— START Excerpted text —

W3C home > Mailing lists > Public > public-html@w3.org > February 2008

Re: Spaces in IRIs

From: Sam Ruby <rubys@us.ibm.com>
Date: Fri, 01 Feb 2008 21:15:27 -0500
Message-ID: <47A3D23F.5010206@us.ibm.com>
To: Anne van Kesteren <annevk@opera.com>
CC: Henri Sivonen <hsivonen@iki.fi>, HTML WG <public-html@w3.org>

Anne van Kesteren wrote:
> On Fri, 01 Feb 2008 00:52:14 +0100, Sam Ruby <rubys@us.ibm.com> wrote:
>> I believe that advice applies here.  Spaces in IRI should be an error.
> 
> You might want to have a look at the work on revising RFC 3987:
> 
>   https://datatracker.ietf.org/drafts/draft-duerst-iri-bis/
> 
> It introduces a "Legacy Extended IRI" (LEIRI) syntax that allows spaces 
> and various other characters. This syntax is primarily designed for 
> markup languages.

IMHO, that would be unfortunate.  As I pointed out, a common error I see 
in feeds is when trying to detect a URI is relative reference (a common 
error in RSS feeds where such usage is ambiguous) is that URI can't be 
parsed as a URI at all.  Digging deeper, the problem often is a missing 
close quote (a missing open quote is another common error).  I would be 
interested to see if Henri were to dig deeper into the specific errors 
he sees if this is also the case in his data.

— END Excerpted text —

* **Required work**:
a: Return the passage of the message on spaces in IRIs starting with "W3C home > Mailing" and going on through "be an error.".
b: In the message on spaces in IRIs, what new syntax does the revision of RFC 3987 introduce?
c: Rewrite the paragraph of the message on spaces in IRIs that begins "IMHO, that would be unfortunate" as a short list of its main points.
The listing has nothing to do with the message on spaces in IRIs.

— START Given data —

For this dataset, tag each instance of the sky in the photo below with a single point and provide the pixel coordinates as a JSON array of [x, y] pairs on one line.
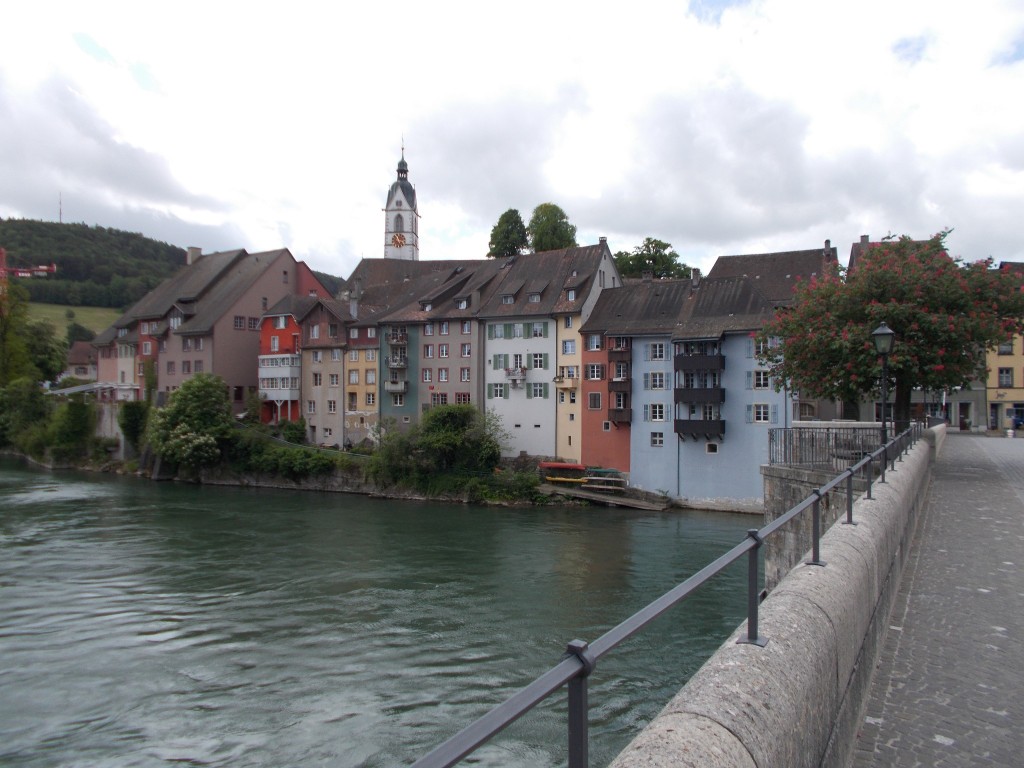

— END Given data —

* **Task solutions**:
a:
W3C home > Mailing lists > Public > public-html@w3.org > February 2008

Re: Spaces in IRIs

From: Sam Ruby <rubys@us.ibm.com>
Date: Fri, 01 Feb 2008 21:15:27 -0500
Message-ID: <47A3D23F.5010206@us.ibm.com>
To: Anne van Kesteren <annevk@opera.com>
CC: Henri Sivonen <hsivonen@iki.fi>, HTML WG <public-html@w3.org>

Anne van Kesteren wrote:
> On Fri, 01 Feb 2008 00:52:14 +0100, Sam Ruby <rubys@us.ibm.com> wrote:
>> I believe that advice applies here.  Spaces in IRI should be an error.

b: A "Legacy Extended IRI" (LEIRI) syntax that allows spaces and various other characters.

c:
- The writer considers the LEIRI approach unfortunate.
- When checking whether a URI in a feed is a relative reference (ambiguous in RSS feeds), a common error is that the URI can't be parsed as a URI at all.
- The cause is often a missing close quote; a missing open quote is another common error.
- The writer would like to see whether Henri finds the same thing in his data.